• TASK REQUIREMENTS: Reproduce word for word the stretch from "Castro speaks with" through "May, June 1998)." in the death penalty article below.

Cuban President Fidel Castro, in a June 26 speech to the people of Holguín, Cuba, said, “Shaka Sankofa has shown the world the bitter fruits of a social system where the differences between the richest and the poorest are infinite, and where individualism, selfishness and consumerism, the widespread use of firearms and violence reign like a fundamental philosophy.”
Castro speaks with knowledge. Of industrialized countries, the United States has the highest disparity of wealth between the rich and the poor of any country.
Radical historian Michael Parenti put it this way, “During the Reagan-Bush-Clinton era, the share of the national income going to those who work for a living shrank by over 12 percent. The share pocketed by those who live principally off their investments increased almost 35 percent” (Against the Current, May, June 1998).
This fact cannot be divorced from the use of the death penalty as a means of cementing the rule of the rich. Its use is not to deter crime but to terrify forces who would struggle to change the social order that props up this system of inequality.
Bush and Gore
While Bush, as Texas governor, has carried out the most state murders under his reign, Gore actively campaigns for expanding the death penalty as punishment for more categories of crime and brags about his and the Clinton’s administration’s expansion of the death penalty.
At a speech in Atlanta on May 2, Al Gore bragged, “President Clinton and I believed that we needed a tougher … strategy to fight crime on every single front: smarter prevention to stop crime before it even starts. More police on the streets to thicken the thin blue line between order and disorder. And tougher punishments-including the death penalty-for those who dared to terrorize the innocent.”

• MATERIAL SHOWN:
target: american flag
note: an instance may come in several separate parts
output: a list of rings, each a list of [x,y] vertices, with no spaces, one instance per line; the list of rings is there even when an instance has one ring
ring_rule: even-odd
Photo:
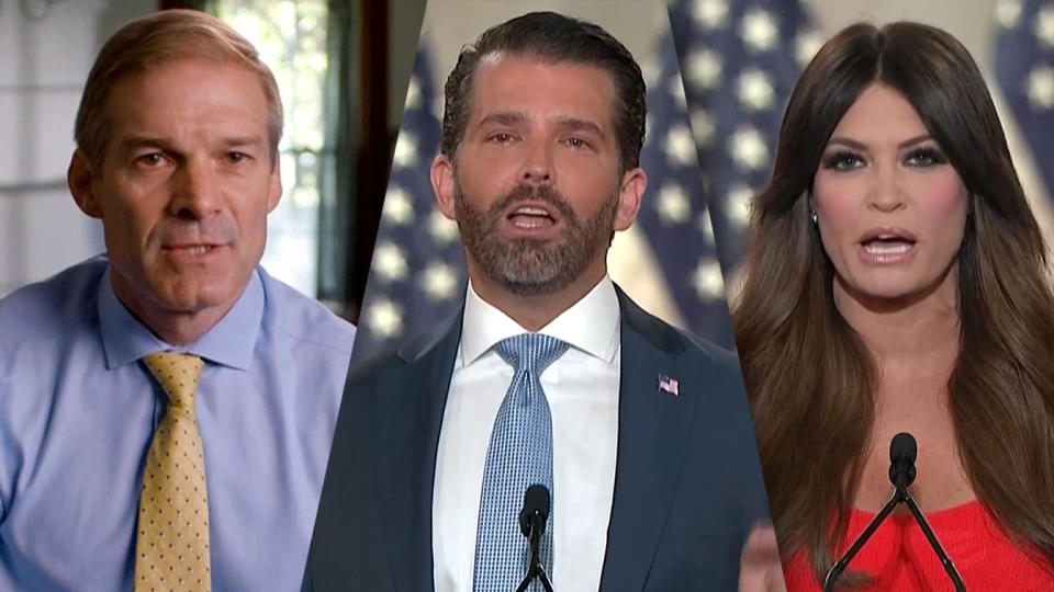
[[[682,327],[731,349],[735,340],[684,84],[665,18],[660,26],[651,59],[642,60],[649,115],[640,161],[649,189],[635,231],[643,236],[650,259],[660,267],[651,271],[658,271],[653,275],[673,301]],[[430,61],[429,43],[423,39],[378,231],[356,360],[389,351],[453,314],[464,289],[457,226],[436,209],[428,182],[442,110]],[[623,257],[636,260],[635,253]]]
[[[668,8],[717,252],[733,283],[750,200],[769,178],[787,98],[823,38],[797,0],[675,0]]]
[[[665,21],[663,19],[663,21]],[[669,26],[659,37],[648,79],[648,135],[640,166],[648,193],[637,216],[686,329],[732,349],[725,282],[707,213],[703,173],[677,54]]]
[[[1054,1],[1002,0],[996,26],[999,88],[1054,197]]]

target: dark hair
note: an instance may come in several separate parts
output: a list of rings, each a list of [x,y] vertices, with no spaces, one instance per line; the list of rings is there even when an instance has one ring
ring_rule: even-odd
[[[529,56],[543,61],[596,66],[615,84],[615,132],[623,171],[637,167],[644,141],[644,79],[632,54],[599,26],[557,14],[530,12],[486,30],[461,49],[446,84],[441,151],[451,159],[464,135],[472,103],[472,77],[483,56]]]
[[[986,511],[1054,565],[1054,295],[1043,238],[969,53],[908,22],[855,24],[823,45],[790,95],[753,204],[733,323],[781,547],[804,549],[818,573],[830,566],[874,424],[875,361],[834,307],[808,198],[831,133],[874,82],[907,98],[969,193],[948,380],[955,441]]]

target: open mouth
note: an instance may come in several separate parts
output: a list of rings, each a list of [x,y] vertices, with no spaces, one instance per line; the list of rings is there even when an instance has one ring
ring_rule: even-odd
[[[202,257],[218,248],[218,244],[173,244],[164,249],[176,257]]]

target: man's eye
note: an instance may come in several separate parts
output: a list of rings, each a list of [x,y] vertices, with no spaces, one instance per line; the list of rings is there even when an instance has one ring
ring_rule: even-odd
[[[568,138],[565,141],[567,141],[568,146],[570,146],[570,147],[572,147],[572,148],[588,148],[588,147],[590,147],[590,143],[588,143],[586,139],[580,138],[580,137],[570,137],[570,138]]]

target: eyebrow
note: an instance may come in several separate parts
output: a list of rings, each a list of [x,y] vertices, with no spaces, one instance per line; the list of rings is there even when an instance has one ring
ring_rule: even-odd
[[[530,116],[522,111],[500,111],[484,116],[482,119],[480,119],[478,127],[483,127],[489,124],[511,126],[528,119],[530,119]],[[554,121],[557,126],[568,132],[587,132],[602,138],[605,137],[604,130],[601,129],[601,126],[597,125],[596,122],[590,119],[572,116],[559,116]]]
[[[920,134],[918,136],[915,136],[901,141],[900,144],[897,145],[897,148],[904,149],[909,146],[915,146],[916,144],[922,144],[923,141],[931,140],[931,139],[933,139],[933,136],[929,134]],[[851,138],[842,137],[842,136],[832,136],[827,144],[828,146],[832,144],[841,144],[842,146],[846,146],[849,148],[853,148],[854,150],[862,150],[862,151],[867,149],[867,146],[865,146],[864,144]]]
[[[568,132],[587,132],[604,137],[604,130],[596,122],[579,117],[557,117],[557,125]]]

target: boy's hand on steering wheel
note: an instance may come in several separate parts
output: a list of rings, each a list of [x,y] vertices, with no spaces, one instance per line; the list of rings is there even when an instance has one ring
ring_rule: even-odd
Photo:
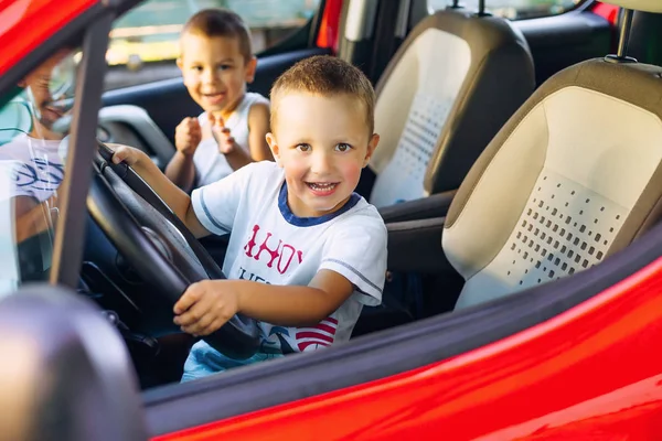
[[[184,118],[174,129],[174,146],[184,155],[192,155],[202,140],[202,129],[197,118]]]
[[[225,280],[191,284],[174,305],[174,324],[192,335],[209,335],[238,311],[238,294]]]

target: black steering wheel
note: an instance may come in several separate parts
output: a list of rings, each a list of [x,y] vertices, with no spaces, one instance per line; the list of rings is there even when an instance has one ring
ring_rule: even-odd
[[[221,268],[193,234],[151,187],[125,163],[114,164],[113,150],[98,142],[87,209],[127,262],[153,290],[156,304],[170,313],[150,318],[160,329],[181,332],[172,322],[172,306],[186,288],[205,279],[225,279]],[[203,340],[216,351],[247,358],[259,347],[257,323],[236,314]]]

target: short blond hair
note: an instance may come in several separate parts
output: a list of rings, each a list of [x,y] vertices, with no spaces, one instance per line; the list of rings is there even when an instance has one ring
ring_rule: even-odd
[[[276,127],[278,105],[289,93],[348,95],[363,104],[369,133],[375,128],[375,90],[357,67],[338,57],[316,55],[301,60],[276,79],[271,87],[271,128]]]
[[[223,8],[203,9],[184,23],[182,35],[186,34],[202,35],[207,39],[214,36],[236,39],[244,60],[248,62],[253,58],[250,31],[239,14],[234,11]]]

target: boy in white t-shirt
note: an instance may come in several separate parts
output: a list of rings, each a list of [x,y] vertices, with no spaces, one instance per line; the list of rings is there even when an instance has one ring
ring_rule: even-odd
[[[269,100],[246,92],[257,61],[239,15],[224,9],[197,12],[184,24],[180,46],[177,65],[204,112],[177,127],[177,152],[166,175],[189,192],[253,161],[273,160],[265,141]]]
[[[345,342],[363,305],[382,299],[386,227],[354,193],[374,152],[374,90],[356,67],[303,60],[271,89],[276,163],[247,165],[195,190],[174,187],[139,150],[119,147],[196,237],[232,232],[228,280],[192,284],[174,306],[184,332],[207,335],[241,312],[259,321],[261,347],[231,359],[196,343],[182,380]]]

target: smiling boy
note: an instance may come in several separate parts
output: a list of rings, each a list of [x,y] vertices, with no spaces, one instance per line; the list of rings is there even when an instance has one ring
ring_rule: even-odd
[[[180,47],[177,65],[184,86],[204,112],[177,127],[177,152],[166,175],[190,191],[273,159],[265,142],[269,100],[246,90],[257,60],[242,18],[225,9],[202,10],[184,24]]]
[[[206,335],[241,312],[263,344],[247,361],[196,343],[183,380],[350,338],[363,305],[381,302],[386,228],[354,193],[377,147],[374,90],[357,68],[330,56],[303,60],[271,89],[276,159],[247,165],[191,198],[138,150],[119,148],[185,225],[202,237],[232,233],[228,280],[194,283],[174,306],[184,332]]]

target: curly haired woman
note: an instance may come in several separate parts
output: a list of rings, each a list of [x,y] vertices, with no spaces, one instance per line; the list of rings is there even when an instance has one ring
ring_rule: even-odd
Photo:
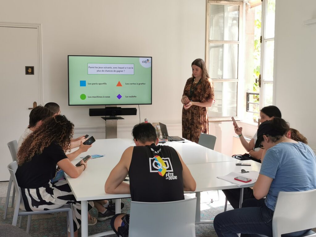
[[[81,222],[81,204],[76,201],[66,180],[53,184],[51,181],[55,175],[56,165],[73,178],[79,176],[87,168],[87,163],[82,161],[79,167],[75,166],[65,154],[70,147],[73,128],[73,124],[64,116],[45,120],[27,137],[19,150],[19,167],[15,175],[26,210],[52,210],[71,204],[76,236]],[[93,202],[89,204],[92,208]]]

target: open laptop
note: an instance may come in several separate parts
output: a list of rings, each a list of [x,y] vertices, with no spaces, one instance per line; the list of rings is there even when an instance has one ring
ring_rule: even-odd
[[[168,135],[168,131],[167,131],[167,126],[165,124],[162,124],[160,122],[159,123],[159,126],[160,126],[160,130],[161,131],[161,134],[162,135],[162,137],[166,139],[167,139],[169,142],[172,142],[173,141],[184,141],[184,139],[183,138],[181,138],[177,136],[173,136],[171,137]]]

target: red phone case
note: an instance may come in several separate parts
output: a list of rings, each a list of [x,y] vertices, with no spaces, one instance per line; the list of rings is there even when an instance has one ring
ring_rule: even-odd
[[[237,177],[236,177],[237,178]],[[246,178],[246,177],[245,177]],[[248,178],[246,178],[246,179],[248,179]],[[237,179],[236,178],[234,178],[234,179],[235,180],[238,180],[238,181],[240,181],[241,182],[243,182],[244,183],[248,183],[248,182],[250,182],[251,181],[251,179],[250,179],[250,180],[248,180],[248,181],[244,181],[243,180],[241,180],[240,179]]]

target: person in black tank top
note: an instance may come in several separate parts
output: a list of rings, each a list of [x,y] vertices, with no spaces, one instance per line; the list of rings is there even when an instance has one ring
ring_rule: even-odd
[[[196,184],[181,156],[173,148],[157,145],[156,131],[149,123],[135,125],[135,147],[123,153],[105,183],[108,193],[131,193],[132,201],[171,202],[184,199],[183,191],[194,191]],[[130,184],[123,181],[127,174]],[[128,236],[129,215],[117,214],[111,226],[118,236]]]

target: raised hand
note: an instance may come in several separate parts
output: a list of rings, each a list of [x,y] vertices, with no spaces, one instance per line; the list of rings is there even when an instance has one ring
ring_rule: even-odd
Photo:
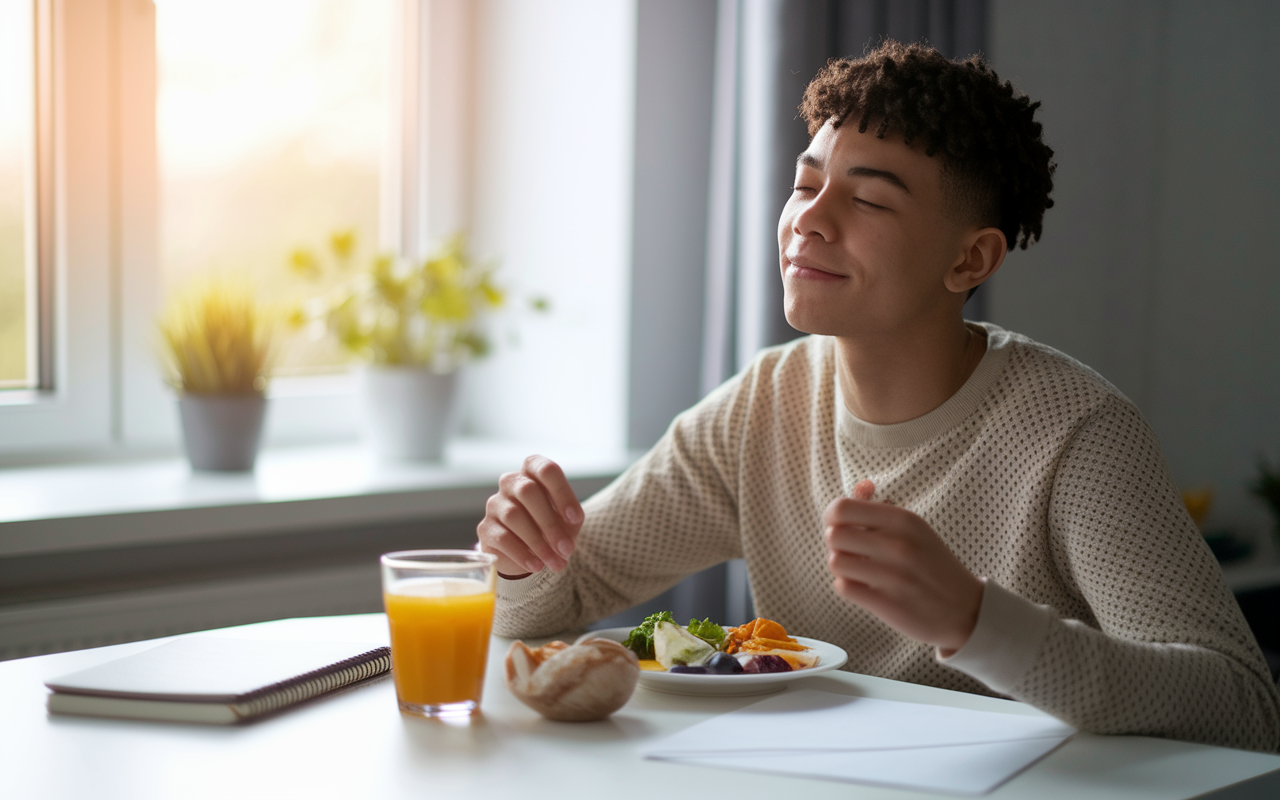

• ANSWER TO THIS PROBLEM:
Castro speaks with knowledge. Of industrialized countries, the United States has the highest disparity of wealth between the rich and the poor of any country.
Radical historian Michael Parenti put it this way, “During the Reagan-Bush-Clinton era, the share of the national income going to those who work for a living shrank by over 12 percent. The share pocketed by those who live principally off their investments increased almost 35 percent” (Against the Current, May, June 1998).